我早就听说过一种说法,说好的短篇小说是可遇不可求的。这里说的好的短篇小说,我以为指的是短篇小说的种子。这种说法有些宿命的味道,也是讲短篇小说的种子十年不遇,极为难得。这句话只说对了一半,其中含有无可奈何的消极成分,容易使人变得懒惰,变得守株待兔。如果谁要相信不可求,便不去求,恐怕一辈子也遇不到。我们不能因为在生活中寻觅短篇小说的种子难而又难,就不去寻觅。我们没有别的办法,只有去苦苦求索,去“众里寻他千百度”。
我们通常所说的深入生活的过程,我理解就是寻觅小说种子的过程,让人苦恼的是,短篇小说的种子像是在和我们捉迷藏,我们很难捉到它。我曾在一家报社工作,“深入生活”的机会多一些,有的朋友知道我业余时间喜欢写点小说,就愿意给我讲一些稀奇古怪的事情,意思是给我提供素材,让我写成小说。我到某个矿区待上几天,有的朋友跟我开玩笑,说我回到北京又可以写几篇小说了。我理解朋友的好意,只是笑笑。我想对他们说,写小说要有种子,没有种子,那些奇人奇事连狗屁都不是。

## 待办任务
1. 用两句话概括上面这篇谈短篇小说种子的文字。
2. 请原样输出上面这篇谈短篇小说种子的文字中，从含有“我早就听说过一种说法,说好的”的词句开始、到“子,没有种子,那些奇人奇事连狗屁都不是。”结束的那一部分。
后面的记录取自其他来源。

## 存储数据
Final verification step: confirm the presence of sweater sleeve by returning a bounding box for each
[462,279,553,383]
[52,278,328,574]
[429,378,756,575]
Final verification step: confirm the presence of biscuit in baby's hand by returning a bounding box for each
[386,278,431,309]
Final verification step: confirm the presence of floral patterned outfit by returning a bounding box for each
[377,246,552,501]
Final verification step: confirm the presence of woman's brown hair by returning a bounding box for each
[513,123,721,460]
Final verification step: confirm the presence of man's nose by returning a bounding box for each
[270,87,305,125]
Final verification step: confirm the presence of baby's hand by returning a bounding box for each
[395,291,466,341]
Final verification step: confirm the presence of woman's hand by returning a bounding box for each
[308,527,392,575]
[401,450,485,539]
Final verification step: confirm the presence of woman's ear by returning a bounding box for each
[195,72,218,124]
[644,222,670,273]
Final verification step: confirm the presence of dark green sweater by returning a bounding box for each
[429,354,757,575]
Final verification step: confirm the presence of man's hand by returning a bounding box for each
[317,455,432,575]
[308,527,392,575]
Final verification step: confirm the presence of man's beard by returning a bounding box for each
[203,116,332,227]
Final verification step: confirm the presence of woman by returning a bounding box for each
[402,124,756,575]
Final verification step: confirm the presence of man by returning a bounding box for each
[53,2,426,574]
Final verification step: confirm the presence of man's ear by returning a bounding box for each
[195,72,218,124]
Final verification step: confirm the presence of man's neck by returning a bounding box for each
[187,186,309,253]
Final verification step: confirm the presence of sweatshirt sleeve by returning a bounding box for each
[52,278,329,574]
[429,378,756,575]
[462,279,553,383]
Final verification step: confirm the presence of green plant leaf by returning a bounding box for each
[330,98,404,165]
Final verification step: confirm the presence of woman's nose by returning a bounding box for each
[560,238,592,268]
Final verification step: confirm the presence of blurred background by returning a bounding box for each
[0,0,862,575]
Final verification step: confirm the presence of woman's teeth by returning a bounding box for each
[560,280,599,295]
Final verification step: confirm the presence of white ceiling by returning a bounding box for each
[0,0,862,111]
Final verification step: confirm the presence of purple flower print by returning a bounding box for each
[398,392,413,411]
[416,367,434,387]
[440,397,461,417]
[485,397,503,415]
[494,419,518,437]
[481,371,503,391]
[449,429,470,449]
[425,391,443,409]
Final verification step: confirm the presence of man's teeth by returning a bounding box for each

## 各题答案
1. 作者认为"好的短篇小说可遇不可求"的说法只说对了一半：短篇小说的种子虽然极难寻觅，但不能因此不去寻觅，只有苦苦求索。作者把深入生活理解为寻觅小说种子的过程，并认为没有种子，别人提供的奇人奇事也毫无用处。

2.
我早就听说过一种说法,说好的短篇小说是可遇不可求的。这里说的好的短篇小说,我以为指的是短篇小说的种子。这种说法有些宿命的味道,也是讲短篇小说的种子十年不遇,极为难得。这句话只说对了一半,其中含有无可奈何的消极成分,容易使人变得懒惰,变得守株待兔。如果谁要相信不可求,便不去求,恐怕一辈子也遇不到。我们不能因为在生活中寻觅短篇小说的种子难而又难,就不去寻觅。我们没有别的办法,只有去苦苦求索,去“众里寻他千百度”。
我们通常所说的深入生活的过程,我理解就是寻觅小说种子的过程,让人苦恼的是,短篇小说的种子像是在和我们捉迷藏,我们很难捉到它。我曾在一家报社工作,“深入生活”的机会多一些,有的朋友知道我业余时间喜欢写点小说,就愿意给我讲一些稀奇古怪的事情,意思是给我提供素材,让我写成小说。我到某个矿区待上几天,有的朋友跟我开玩笑,说我回到北京又可以写几篇小说了。我理解朋友的好意,只是笑笑。我想对他们说,写小说要有种子,没有种子,那些奇人奇事连狗屁都不是。